Text under study
====
Future drugs could reduce fats in the cancer cell by inhibiting a specific, newly researched metabolic component. The tumor would be “starved out.” Results of a research group from Bellinzona.
The complex being researched is called the pyruvate dehydrogenase complex, or PDC for short. It is found in prostate cancer in the mitochondria and nucleus. Surprisingly, this means that mitochondria are fundamentally involved in tumor cell growth, contrary to a long-held theory. The mitochondria are considered “electricity power plants” and are responsible for the necessary energy production for the cell. The theory of Otto Warburg, winner of the Nobel Prize in Medicine, was that increased glucose intake, bypassing mitochondrial metabolism, was the main factor supporting tumor cell growth.
Now, however, it has been shown: The mitochondrion in particular is crucial for prostate tumor cells – because it can regulate fatty acid synthesis (lipogenesis) via PDC. PDC thus becomes an interesting target for future cancer therapies. The enzyme complex is about ten times more active in prostate tumor cells than in a normally growing cell. Tumor cells can only grow and metastasize if they produce lipids effectively. Increased glycolysis alone does little to help here, the study published in Nature Genetics showed.
Depriving the tumor of “food
The tumor cells produce a lot of lipids due to the strong activation of PDC. Conversely, can this mechanism be exploited to deprive the tumor of its “food”?
====
Record set
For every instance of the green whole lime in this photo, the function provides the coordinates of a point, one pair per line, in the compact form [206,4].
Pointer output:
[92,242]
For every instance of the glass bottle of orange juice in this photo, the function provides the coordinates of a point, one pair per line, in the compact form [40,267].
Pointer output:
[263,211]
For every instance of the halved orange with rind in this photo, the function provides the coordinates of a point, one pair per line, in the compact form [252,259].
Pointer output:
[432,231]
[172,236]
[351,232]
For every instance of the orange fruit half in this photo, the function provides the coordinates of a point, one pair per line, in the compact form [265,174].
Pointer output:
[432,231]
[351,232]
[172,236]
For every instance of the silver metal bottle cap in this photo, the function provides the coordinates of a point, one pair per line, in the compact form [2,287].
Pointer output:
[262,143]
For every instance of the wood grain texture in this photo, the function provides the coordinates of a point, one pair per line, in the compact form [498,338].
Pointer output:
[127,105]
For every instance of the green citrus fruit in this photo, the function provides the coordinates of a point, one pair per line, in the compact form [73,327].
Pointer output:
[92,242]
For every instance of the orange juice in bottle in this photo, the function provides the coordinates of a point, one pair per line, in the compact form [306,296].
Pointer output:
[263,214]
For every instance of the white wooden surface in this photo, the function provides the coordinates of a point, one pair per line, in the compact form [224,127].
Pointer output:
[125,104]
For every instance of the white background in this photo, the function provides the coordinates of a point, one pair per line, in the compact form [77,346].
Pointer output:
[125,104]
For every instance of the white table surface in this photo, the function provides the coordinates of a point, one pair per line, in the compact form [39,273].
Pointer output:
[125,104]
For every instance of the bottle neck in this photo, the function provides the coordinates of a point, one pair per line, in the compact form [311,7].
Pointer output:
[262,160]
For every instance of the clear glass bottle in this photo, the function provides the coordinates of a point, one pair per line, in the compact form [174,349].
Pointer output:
====
Task set
a) Reproduce the passage of the prostate cancer text starting at the words "The complex being" and ending after the words "tumor cell growth.".
b) From the prostate cancer text, list every name of a person, place, or publication.

Task responses
a)
The complex being researched is called the pyruvate dehydrogenase complex, or PDC for short. It is found in prostate cancer in the mitochondria and nucleus. Surprisingly, this means that mitochondria are fundamentally involved in tumor cell growth, contrary to a long-held theory. The mitochondria are considered “electricity power plants” and are responsible for the necessary energy production for the cell. The theory of Otto Warburg, winner of the Nobel Prize in Medicine, was that increased glucose intake, bypassing mitochondrial metabolism, was the main factor supporting tumor cell growth.

b)
- Bellinzona
- Otto Warburg
- Nature Genetics